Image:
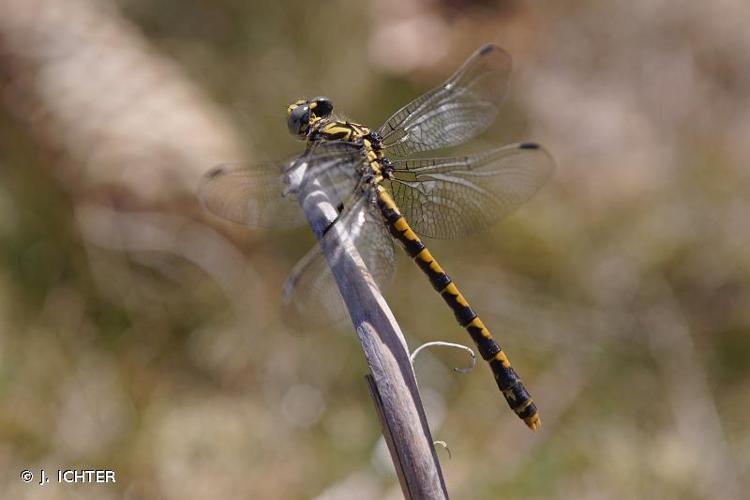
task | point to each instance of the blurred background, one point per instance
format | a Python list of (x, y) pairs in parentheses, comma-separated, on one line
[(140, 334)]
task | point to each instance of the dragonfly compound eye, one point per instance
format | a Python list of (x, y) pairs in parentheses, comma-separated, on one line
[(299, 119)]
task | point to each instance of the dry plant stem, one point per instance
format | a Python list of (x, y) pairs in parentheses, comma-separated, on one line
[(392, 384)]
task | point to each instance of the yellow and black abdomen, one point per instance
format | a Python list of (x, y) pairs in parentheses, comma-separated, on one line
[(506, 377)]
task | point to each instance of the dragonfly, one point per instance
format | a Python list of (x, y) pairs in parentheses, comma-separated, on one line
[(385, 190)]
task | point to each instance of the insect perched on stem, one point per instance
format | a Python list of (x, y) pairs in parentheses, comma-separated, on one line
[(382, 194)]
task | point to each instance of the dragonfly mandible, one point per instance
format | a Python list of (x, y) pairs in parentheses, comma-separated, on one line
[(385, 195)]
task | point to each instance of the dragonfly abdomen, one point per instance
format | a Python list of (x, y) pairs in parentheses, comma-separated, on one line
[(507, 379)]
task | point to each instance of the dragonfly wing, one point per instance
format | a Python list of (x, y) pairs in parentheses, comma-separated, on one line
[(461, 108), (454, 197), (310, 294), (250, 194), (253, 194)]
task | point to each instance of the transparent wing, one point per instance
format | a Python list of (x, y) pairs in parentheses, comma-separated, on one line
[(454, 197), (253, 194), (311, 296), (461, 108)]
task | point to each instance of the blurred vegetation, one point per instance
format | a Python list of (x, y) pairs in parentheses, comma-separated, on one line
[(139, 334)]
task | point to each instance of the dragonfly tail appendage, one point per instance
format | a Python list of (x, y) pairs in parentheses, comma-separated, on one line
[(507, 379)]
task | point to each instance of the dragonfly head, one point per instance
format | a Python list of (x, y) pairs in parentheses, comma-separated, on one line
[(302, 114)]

——

### Set exercise
Rewrite the rows from the start through the line containing "[(385, 195)]", including that line, replacing "dry plant stem" with "withered stalk" and keeping everything else the same. Leave the pictures out of your answer.

### Response to this task
Image:
task | point to each instance of the blurred background, one point per instance
format | a Python list of (x, y) pairs in parentheses, comma-separated, on one line
[(140, 334)]
task | point to each instance of the dragonfly compound eye, one point per instance
format | a Python list of (x, y) pairs in parentheses, comma-separated, on one line
[(299, 119)]
task | point to each instance of the withered stalk, one point per instance
format | a Python list of (x, y) pairs in parentheses, comma-separated, on one line
[(392, 384)]
task | point to each instance of the yellow and black abdomen, one point per instance
format | a Python list of (x, y) pairs in parentheses, comma-separated, on one line
[(506, 377)]
task | point to each instance of the dragonfly, one point per instance
format | a Python list of (x, y) pairs in parentheses, comma-separated, on one line
[(385, 190)]
task | point to each instance of the insect perched on stem, one point per instance
format | a Python list of (x, y) pairs in parentheses, comma-separated, on one line
[(382, 194)]
task | point to each instance of the dragonfly mandible, one point per instance
format | a Python list of (x, y) pairs in parentheses, comma-separated, on one line
[(385, 195)]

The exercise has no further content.